Direction:
Repeat word for word the stretch of the material below from the line containing "truck in the photo above." through the end of the material, including both of those ends.

Provided entries:
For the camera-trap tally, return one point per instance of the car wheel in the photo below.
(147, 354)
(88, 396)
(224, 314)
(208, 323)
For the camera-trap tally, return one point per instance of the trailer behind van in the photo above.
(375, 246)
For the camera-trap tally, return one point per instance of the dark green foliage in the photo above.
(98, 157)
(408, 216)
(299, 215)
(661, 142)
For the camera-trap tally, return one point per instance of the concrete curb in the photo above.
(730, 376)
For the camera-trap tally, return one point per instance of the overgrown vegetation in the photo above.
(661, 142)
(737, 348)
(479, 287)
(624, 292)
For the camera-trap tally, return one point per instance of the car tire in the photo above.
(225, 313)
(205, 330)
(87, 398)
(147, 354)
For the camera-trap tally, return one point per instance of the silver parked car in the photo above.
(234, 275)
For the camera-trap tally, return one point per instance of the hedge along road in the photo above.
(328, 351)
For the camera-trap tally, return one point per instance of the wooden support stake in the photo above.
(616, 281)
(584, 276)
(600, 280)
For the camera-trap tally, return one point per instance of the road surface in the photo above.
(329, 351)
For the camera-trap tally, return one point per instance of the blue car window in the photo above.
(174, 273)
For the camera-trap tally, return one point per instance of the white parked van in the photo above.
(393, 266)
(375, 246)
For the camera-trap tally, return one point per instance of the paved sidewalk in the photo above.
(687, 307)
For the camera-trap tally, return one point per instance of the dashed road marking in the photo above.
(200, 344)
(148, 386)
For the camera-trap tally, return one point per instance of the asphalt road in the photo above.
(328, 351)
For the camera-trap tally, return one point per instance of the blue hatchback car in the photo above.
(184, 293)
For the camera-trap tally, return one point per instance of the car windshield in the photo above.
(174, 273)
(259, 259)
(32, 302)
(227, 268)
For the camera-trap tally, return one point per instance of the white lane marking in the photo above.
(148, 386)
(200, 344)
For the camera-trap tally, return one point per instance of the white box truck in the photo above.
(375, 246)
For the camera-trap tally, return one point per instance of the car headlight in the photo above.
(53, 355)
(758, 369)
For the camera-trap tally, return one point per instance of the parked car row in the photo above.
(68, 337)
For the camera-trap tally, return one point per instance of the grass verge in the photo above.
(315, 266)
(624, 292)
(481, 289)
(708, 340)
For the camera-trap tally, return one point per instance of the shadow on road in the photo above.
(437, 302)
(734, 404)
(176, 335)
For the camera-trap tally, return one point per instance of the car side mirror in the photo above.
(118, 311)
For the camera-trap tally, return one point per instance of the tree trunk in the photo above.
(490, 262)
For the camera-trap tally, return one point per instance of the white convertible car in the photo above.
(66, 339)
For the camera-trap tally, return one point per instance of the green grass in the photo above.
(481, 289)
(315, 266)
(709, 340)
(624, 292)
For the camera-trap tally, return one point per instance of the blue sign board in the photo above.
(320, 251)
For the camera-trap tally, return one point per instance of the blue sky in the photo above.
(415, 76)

Correct answer:
For the camera-trap tally, return one point per instance of the white box truck in the photo above.
(375, 246)
For the camera-trap tally, return one point per instance of the car headlight in the photo above.
(53, 355)
(758, 369)
For the camera-trap tally, return one point per instance of the parked car row in the photo above.
(68, 337)
For the camera-trap tally, return one point per instance of the grass verge in the photo above.
(315, 266)
(624, 292)
(481, 289)
(708, 340)
For the camera-trap tally, return one point per instance of the shadow on road in the photo above.
(437, 302)
(734, 404)
(176, 335)
For the camera-trap tally, return one point per instance of the car side mirror in the photo above.
(118, 311)
For the camera-trap tally, return one point per instance of the tree trunk in the photo above.
(490, 262)
For the camera-trap tally, return one point per instance of the white convertible car in the photo above.
(66, 339)
For the camera-trap tally, return one point per instance of the green grass in the photo above.
(481, 289)
(315, 266)
(709, 340)
(624, 292)
For the camera-trap tally, return one point per instance of the blue sign board in the photo above.
(320, 251)
For the camera-trap tally, return one point per instance of the blue sky in the photo above.
(415, 76)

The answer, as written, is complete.